* [SOURCE MATERIAL]
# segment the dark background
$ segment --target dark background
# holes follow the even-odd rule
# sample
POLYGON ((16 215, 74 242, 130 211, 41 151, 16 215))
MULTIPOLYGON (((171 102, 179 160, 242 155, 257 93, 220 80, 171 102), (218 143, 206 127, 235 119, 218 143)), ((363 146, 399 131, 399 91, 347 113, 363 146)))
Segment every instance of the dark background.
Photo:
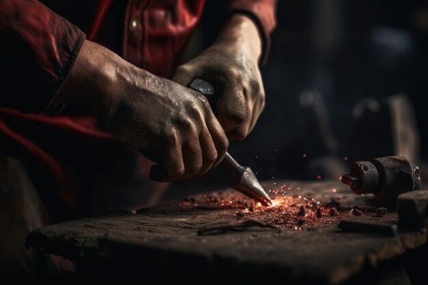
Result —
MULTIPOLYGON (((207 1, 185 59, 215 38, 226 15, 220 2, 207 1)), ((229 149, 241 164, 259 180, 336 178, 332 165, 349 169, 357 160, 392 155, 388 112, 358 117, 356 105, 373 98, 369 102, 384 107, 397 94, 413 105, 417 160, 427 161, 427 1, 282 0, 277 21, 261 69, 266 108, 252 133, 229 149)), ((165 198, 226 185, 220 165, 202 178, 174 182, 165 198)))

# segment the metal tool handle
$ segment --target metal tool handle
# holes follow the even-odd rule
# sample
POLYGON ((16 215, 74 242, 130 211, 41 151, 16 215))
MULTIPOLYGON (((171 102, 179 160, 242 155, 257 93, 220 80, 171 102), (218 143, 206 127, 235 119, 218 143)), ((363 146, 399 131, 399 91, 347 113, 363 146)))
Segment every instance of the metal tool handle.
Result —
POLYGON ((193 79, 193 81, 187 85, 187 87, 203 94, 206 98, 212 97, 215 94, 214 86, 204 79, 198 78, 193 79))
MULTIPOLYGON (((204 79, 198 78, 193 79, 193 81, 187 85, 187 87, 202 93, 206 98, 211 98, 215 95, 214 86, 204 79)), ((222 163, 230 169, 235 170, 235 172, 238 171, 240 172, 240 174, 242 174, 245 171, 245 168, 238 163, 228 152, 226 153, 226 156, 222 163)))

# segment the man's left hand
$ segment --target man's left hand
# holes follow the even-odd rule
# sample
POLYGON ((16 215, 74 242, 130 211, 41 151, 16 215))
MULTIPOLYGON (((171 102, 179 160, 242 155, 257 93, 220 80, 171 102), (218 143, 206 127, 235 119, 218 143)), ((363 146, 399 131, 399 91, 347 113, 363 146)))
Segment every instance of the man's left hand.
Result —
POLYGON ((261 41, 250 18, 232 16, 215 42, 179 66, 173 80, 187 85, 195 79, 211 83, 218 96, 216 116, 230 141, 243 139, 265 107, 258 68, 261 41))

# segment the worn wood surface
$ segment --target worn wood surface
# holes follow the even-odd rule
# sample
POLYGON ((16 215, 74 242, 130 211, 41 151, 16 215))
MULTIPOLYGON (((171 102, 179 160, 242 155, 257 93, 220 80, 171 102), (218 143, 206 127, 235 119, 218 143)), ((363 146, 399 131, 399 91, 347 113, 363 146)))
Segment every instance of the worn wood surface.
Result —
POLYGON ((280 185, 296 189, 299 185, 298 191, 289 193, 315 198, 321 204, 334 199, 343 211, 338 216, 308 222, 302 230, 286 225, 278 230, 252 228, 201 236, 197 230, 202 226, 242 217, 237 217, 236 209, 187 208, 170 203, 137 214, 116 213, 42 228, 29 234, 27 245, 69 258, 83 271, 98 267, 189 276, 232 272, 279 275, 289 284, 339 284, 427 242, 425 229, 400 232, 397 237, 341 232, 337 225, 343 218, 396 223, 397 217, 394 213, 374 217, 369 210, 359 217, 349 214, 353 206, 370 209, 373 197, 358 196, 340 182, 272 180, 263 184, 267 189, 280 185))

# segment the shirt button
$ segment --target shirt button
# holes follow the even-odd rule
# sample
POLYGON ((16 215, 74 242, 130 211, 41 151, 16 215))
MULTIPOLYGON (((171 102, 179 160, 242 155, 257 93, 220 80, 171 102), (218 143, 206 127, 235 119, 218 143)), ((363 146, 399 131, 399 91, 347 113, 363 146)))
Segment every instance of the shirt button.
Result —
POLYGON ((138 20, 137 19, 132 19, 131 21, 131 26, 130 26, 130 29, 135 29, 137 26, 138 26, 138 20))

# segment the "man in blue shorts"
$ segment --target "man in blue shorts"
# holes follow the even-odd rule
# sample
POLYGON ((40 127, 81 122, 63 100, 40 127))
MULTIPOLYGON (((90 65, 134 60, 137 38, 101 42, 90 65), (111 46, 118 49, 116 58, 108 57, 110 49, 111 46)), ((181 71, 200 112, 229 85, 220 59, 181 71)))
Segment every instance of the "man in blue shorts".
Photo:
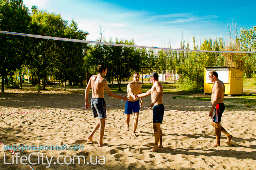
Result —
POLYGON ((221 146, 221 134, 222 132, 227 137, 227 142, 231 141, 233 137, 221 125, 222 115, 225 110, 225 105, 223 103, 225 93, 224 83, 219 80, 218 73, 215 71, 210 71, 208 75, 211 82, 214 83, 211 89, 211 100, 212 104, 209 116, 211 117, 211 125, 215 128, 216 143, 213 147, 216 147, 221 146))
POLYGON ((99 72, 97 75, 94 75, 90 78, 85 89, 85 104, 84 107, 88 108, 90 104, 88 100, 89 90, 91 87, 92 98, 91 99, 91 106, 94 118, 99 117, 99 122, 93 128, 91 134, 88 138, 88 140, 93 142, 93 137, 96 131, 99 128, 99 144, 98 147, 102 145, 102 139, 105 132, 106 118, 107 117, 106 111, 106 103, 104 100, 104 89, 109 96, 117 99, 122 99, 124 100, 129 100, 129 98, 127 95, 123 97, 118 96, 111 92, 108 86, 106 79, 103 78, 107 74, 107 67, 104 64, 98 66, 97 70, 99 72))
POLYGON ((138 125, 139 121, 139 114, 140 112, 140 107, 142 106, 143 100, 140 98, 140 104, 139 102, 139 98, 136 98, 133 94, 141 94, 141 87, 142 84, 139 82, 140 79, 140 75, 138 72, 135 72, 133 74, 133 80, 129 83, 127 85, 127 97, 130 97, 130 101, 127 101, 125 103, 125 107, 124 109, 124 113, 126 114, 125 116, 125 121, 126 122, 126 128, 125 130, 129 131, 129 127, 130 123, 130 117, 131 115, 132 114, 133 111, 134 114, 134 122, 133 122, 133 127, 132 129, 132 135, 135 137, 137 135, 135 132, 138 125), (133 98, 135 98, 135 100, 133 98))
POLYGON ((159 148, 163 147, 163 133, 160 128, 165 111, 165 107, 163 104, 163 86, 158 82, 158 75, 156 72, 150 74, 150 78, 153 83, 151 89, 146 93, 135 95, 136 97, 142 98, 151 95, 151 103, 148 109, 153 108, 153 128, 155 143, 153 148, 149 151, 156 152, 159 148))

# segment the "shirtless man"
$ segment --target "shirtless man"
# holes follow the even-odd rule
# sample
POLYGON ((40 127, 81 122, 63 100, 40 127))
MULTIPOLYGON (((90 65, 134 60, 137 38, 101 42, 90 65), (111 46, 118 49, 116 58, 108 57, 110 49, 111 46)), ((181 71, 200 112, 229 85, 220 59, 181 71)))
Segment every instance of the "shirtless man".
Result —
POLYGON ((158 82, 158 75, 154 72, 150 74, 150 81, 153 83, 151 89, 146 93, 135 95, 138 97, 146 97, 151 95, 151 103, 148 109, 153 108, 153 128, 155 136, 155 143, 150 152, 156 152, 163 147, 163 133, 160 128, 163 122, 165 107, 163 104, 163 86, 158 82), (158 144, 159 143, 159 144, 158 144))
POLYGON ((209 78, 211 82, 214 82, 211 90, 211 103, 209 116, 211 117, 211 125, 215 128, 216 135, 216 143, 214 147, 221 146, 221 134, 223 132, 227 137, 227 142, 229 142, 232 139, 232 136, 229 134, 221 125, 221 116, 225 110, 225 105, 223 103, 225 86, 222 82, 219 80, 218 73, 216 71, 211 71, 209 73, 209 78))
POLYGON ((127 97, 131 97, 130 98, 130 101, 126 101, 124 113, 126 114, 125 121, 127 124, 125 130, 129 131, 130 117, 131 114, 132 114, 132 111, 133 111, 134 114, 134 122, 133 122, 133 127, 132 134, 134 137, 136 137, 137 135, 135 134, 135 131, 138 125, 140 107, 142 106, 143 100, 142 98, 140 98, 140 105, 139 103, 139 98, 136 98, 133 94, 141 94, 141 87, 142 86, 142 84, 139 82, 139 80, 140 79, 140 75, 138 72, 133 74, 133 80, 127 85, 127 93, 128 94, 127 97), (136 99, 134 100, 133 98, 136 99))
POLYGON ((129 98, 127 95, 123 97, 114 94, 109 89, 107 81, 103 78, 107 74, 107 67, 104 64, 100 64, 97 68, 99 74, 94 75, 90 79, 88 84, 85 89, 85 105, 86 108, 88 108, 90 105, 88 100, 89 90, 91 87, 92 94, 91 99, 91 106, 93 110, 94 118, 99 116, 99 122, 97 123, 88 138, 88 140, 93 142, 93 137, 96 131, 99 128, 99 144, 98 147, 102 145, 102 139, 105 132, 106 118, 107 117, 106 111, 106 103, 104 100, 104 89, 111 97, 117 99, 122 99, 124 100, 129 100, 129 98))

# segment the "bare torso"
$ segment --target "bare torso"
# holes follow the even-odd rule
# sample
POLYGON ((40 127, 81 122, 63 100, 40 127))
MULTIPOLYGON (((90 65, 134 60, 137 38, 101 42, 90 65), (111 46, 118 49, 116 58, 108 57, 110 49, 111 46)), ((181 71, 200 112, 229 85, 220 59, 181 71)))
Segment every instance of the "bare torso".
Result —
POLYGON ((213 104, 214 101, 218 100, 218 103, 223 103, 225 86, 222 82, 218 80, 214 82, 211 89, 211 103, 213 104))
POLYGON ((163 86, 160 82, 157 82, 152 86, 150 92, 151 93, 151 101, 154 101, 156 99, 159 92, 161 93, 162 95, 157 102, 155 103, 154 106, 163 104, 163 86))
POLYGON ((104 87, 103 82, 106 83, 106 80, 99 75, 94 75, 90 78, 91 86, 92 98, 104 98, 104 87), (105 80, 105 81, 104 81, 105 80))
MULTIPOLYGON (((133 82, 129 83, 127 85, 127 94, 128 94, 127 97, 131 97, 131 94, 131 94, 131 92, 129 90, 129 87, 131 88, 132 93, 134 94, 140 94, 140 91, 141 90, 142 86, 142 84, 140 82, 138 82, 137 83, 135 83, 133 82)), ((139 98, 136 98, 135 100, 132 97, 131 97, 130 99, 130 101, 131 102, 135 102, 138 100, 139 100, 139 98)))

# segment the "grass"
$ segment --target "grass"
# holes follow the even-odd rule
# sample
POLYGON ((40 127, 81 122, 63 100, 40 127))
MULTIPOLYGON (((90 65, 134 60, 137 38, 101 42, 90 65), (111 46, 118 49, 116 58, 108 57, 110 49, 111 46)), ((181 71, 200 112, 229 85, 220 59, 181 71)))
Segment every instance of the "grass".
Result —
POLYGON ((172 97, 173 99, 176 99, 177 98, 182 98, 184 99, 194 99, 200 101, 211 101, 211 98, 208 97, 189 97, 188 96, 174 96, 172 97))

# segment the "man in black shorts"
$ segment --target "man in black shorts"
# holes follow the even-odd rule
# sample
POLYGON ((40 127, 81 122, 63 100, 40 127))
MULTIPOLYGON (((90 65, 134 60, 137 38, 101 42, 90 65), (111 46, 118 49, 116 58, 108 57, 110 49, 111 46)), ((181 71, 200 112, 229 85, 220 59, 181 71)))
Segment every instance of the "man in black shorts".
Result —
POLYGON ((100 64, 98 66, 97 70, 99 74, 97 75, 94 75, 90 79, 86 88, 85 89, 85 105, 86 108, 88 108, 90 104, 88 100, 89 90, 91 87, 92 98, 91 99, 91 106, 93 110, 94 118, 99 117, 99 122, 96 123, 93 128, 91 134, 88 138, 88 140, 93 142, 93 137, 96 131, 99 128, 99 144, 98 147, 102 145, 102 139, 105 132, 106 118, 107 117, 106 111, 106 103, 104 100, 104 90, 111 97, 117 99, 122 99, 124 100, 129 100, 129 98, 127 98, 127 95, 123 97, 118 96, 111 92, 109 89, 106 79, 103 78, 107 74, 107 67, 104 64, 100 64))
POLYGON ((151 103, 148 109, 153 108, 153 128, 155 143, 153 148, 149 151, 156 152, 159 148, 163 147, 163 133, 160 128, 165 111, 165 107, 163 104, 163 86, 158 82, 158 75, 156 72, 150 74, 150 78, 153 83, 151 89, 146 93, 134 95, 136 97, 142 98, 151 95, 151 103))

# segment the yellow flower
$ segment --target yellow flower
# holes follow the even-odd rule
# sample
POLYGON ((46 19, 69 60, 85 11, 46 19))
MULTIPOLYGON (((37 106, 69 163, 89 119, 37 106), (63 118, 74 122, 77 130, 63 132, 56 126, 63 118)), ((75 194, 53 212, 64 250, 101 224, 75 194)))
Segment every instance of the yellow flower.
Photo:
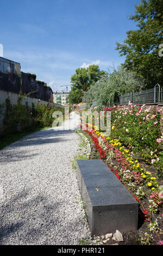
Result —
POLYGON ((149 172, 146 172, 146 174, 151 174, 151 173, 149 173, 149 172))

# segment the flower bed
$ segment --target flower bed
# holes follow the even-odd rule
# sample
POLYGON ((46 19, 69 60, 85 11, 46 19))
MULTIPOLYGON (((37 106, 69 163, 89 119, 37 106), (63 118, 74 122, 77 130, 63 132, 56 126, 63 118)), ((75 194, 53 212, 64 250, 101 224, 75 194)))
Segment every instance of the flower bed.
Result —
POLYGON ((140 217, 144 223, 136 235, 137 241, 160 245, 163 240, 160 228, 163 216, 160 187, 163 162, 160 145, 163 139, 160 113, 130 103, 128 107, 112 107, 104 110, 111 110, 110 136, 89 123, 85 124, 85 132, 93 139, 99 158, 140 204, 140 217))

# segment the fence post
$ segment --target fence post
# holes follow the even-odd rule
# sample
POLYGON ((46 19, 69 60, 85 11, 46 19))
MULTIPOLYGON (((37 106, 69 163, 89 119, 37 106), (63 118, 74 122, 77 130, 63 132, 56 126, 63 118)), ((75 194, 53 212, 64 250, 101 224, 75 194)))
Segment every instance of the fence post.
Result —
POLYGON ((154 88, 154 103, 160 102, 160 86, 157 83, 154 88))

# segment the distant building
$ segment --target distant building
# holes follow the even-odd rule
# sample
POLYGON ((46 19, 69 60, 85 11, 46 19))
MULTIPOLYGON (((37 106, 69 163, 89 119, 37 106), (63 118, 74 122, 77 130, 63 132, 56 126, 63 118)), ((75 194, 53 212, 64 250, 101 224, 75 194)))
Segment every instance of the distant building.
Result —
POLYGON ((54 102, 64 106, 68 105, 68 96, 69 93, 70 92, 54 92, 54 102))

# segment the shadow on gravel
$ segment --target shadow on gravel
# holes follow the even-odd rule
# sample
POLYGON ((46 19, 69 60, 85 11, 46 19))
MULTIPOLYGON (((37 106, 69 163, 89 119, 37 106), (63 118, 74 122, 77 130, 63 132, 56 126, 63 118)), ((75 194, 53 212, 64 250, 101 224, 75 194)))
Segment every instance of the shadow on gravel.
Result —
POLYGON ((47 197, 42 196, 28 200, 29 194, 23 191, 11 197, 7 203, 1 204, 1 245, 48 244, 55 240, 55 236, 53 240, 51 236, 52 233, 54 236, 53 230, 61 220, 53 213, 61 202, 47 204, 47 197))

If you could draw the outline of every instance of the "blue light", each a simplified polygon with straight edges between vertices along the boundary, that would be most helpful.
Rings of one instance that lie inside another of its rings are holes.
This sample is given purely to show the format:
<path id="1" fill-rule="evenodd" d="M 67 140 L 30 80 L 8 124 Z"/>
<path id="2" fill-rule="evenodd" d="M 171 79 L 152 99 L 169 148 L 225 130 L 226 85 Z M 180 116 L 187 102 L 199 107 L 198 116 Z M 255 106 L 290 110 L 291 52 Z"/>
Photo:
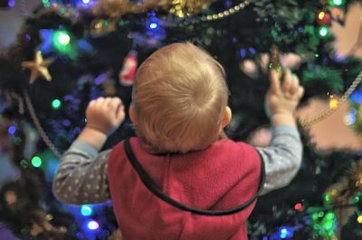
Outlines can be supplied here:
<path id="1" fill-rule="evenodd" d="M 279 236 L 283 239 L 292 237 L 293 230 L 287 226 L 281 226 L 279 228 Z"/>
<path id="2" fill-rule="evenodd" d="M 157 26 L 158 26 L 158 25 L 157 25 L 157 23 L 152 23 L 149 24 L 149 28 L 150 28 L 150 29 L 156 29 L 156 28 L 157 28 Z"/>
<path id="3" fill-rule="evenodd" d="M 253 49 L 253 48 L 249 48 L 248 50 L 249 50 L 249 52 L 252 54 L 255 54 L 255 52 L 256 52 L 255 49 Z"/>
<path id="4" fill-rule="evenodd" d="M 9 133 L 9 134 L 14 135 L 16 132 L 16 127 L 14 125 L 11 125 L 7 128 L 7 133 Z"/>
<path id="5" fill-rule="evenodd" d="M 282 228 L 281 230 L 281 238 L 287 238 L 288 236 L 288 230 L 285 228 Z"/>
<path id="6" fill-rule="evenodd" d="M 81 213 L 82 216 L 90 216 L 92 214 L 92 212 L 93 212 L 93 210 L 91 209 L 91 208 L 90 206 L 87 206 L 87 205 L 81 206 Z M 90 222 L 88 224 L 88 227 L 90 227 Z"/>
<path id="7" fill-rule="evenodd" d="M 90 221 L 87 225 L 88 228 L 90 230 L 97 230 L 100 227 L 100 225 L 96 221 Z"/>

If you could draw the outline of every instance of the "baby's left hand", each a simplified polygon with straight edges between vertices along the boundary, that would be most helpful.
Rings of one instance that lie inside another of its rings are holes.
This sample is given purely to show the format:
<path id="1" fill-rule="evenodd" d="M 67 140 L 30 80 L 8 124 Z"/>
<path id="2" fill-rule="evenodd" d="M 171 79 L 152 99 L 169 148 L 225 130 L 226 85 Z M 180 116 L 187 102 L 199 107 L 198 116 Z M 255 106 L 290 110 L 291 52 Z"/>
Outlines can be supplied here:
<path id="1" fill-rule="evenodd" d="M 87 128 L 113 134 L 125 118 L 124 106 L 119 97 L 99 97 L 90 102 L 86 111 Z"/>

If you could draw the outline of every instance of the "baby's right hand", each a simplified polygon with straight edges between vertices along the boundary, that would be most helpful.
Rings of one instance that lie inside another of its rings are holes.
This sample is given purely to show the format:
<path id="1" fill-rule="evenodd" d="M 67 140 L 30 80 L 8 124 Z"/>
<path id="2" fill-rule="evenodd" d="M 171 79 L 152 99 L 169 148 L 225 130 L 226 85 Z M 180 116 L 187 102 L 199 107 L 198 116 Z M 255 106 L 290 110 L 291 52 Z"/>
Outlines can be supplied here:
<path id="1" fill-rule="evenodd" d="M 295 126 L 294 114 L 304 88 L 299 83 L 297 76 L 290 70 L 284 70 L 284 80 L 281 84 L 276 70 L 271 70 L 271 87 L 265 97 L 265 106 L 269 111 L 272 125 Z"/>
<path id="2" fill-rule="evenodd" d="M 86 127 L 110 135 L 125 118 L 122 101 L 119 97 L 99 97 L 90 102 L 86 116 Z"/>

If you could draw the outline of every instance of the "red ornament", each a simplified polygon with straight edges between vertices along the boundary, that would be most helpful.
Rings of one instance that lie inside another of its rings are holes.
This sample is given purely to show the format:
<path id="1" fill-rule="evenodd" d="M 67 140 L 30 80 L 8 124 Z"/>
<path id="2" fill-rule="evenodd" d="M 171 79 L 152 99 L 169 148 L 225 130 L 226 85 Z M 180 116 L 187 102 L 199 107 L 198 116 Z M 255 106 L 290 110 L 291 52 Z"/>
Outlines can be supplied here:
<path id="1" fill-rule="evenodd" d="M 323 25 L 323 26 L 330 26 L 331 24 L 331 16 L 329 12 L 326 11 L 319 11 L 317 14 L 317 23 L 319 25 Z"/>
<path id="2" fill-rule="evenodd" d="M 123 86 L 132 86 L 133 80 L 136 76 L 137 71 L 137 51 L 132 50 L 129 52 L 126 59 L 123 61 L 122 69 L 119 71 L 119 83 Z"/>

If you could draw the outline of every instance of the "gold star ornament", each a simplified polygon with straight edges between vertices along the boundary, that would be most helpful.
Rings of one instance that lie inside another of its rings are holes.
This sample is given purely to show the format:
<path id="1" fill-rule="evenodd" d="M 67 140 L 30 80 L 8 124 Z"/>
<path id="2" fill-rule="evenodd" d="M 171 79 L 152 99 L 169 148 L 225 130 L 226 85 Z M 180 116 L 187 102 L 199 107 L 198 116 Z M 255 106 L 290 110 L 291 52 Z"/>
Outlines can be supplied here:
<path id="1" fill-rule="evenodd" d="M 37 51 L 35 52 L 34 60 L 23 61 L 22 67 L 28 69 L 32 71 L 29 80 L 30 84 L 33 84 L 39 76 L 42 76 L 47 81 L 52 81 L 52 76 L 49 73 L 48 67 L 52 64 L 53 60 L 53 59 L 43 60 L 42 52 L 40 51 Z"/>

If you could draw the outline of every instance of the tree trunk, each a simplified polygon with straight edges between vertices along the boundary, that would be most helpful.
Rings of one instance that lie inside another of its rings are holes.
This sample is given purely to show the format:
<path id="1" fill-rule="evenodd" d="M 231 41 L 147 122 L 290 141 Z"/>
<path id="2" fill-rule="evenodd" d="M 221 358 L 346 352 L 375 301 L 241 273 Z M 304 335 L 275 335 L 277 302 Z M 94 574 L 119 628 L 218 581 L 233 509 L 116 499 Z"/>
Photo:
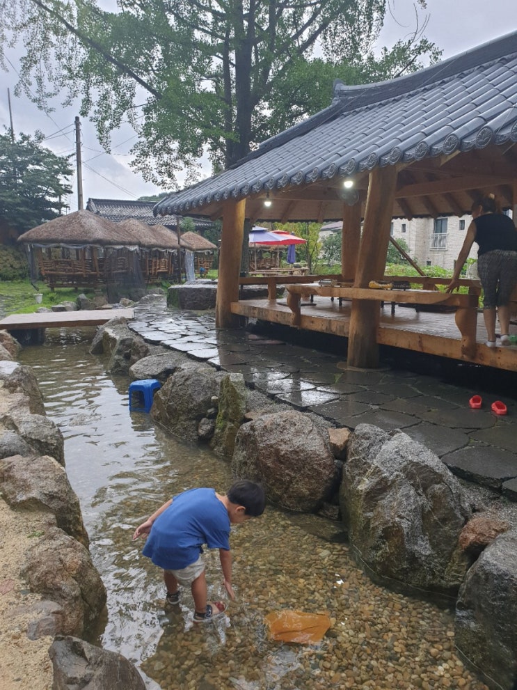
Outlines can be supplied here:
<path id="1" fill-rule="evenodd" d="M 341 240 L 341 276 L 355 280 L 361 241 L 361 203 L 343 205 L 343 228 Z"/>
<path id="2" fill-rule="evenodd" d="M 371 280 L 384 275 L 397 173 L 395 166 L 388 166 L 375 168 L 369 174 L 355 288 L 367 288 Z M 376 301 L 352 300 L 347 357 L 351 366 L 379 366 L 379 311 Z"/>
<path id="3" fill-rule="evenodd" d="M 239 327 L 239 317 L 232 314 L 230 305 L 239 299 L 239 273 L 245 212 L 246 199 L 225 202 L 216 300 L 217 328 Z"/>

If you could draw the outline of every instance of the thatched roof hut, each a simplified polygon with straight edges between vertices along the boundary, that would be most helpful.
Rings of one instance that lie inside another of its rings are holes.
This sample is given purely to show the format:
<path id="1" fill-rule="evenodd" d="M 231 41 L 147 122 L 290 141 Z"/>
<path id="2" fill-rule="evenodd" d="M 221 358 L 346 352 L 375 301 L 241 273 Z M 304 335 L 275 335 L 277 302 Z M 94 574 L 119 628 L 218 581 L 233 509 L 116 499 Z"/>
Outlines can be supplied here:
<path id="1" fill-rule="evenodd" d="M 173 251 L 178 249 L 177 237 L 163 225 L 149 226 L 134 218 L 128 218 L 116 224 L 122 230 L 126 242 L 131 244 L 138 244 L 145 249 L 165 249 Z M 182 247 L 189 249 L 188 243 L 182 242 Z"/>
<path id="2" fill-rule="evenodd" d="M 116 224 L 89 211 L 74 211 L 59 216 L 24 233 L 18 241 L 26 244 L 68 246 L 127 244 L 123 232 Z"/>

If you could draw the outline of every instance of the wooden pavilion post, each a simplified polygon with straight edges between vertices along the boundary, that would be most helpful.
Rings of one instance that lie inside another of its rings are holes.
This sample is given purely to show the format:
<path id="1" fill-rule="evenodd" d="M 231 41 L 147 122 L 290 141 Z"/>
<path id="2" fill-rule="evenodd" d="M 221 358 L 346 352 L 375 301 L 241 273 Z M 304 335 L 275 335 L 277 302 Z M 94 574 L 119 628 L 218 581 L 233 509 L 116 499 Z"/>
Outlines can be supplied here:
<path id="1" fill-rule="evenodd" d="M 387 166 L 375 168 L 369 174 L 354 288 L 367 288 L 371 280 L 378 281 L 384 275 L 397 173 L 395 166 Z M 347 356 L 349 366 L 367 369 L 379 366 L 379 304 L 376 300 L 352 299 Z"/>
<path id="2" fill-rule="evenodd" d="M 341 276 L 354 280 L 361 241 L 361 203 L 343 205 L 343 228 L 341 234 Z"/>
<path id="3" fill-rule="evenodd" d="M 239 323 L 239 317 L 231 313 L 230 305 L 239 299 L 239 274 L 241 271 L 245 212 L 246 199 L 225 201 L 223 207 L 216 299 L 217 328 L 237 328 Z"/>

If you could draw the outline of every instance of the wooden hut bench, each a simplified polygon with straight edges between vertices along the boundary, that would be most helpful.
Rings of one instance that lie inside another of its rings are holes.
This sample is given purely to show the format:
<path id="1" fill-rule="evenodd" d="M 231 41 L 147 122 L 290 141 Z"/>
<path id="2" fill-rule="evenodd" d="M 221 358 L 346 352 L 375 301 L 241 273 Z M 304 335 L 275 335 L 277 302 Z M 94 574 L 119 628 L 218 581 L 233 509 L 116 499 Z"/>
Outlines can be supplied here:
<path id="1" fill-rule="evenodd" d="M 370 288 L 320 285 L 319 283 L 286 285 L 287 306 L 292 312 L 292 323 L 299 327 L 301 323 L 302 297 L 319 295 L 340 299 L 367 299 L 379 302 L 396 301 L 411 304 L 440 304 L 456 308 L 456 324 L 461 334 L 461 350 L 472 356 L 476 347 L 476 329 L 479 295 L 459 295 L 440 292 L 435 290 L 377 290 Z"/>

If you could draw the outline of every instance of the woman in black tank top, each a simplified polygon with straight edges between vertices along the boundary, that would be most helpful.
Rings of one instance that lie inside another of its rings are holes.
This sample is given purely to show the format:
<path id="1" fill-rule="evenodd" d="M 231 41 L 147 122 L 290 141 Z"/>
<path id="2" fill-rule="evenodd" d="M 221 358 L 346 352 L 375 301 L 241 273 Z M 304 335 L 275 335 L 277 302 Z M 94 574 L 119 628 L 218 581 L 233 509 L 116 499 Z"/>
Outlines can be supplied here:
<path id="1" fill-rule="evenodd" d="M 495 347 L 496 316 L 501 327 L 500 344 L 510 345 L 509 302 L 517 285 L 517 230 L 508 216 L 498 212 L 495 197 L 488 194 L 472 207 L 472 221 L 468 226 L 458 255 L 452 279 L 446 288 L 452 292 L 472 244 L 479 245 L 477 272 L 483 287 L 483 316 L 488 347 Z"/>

* [JOB] Could you give the stretch of lines from the one containing "# segment the man's left hand" through the one containing "POLYGON ((280 185, 296" again, replacing "worn wood surface" with "scratched wood surface" and leaving everything else unchanged?

* [FINISHED TASK]
# segment the man's left hand
$ segment --target man's left hand
# holes follow the even-odd rule
# sample
POLYGON ((16 215, 74 242, 130 211, 41 151, 16 215))
MULTIPOLYGON (((171 102, 179 160, 242 155, 257 93, 220 80, 171 102), (218 143, 206 127, 235 119, 218 143)), ((363 146, 399 131, 399 91, 347 113, 363 146)))
Segment every instance of the man's left hand.
Result —
POLYGON ((261 41, 250 18, 232 16, 215 42, 179 66, 173 80, 187 85, 195 79, 211 83, 218 96, 216 116, 230 141, 243 139, 265 107, 258 68, 261 41))

# segment the scratched wood surface
$ segment --target scratched wood surface
# holes follow the even-odd rule
# sample
POLYGON ((16 215, 74 242, 130 211, 41 151, 16 215))
MULTIPOLYGON (((171 102, 179 160, 242 155, 257 93, 220 80, 171 102), (218 143, 206 127, 235 119, 218 143)), ((363 146, 399 131, 399 91, 347 113, 363 146)))
Segment every instance of the scratched wood surface.
Result —
POLYGON ((280 185, 296 189, 299 185, 298 191, 289 193, 315 198, 321 204, 334 199, 343 211, 338 216, 308 222, 302 230, 286 225, 278 230, 252 228, 201 236, 197 230, 202 226, 242 217, 237 217, 236 209, 187 208, 170 203, 137 214, 116 213, 42 228, 29 234, 27 245, 69 258, 83 271, 98 267, 189 276, 232 272, 279 275, 289 284, 339 284, 427 242, 425 229, 400 232, 397 237, 341 232, 337 225, 343 218, 396 223, 397 217, 394 213, 374 217, 369 210, 359 217, 349 214, 353 206, 370 209, 373 197, 358 196, 340 182, 272 180, 263 184, 267 189, 280 185))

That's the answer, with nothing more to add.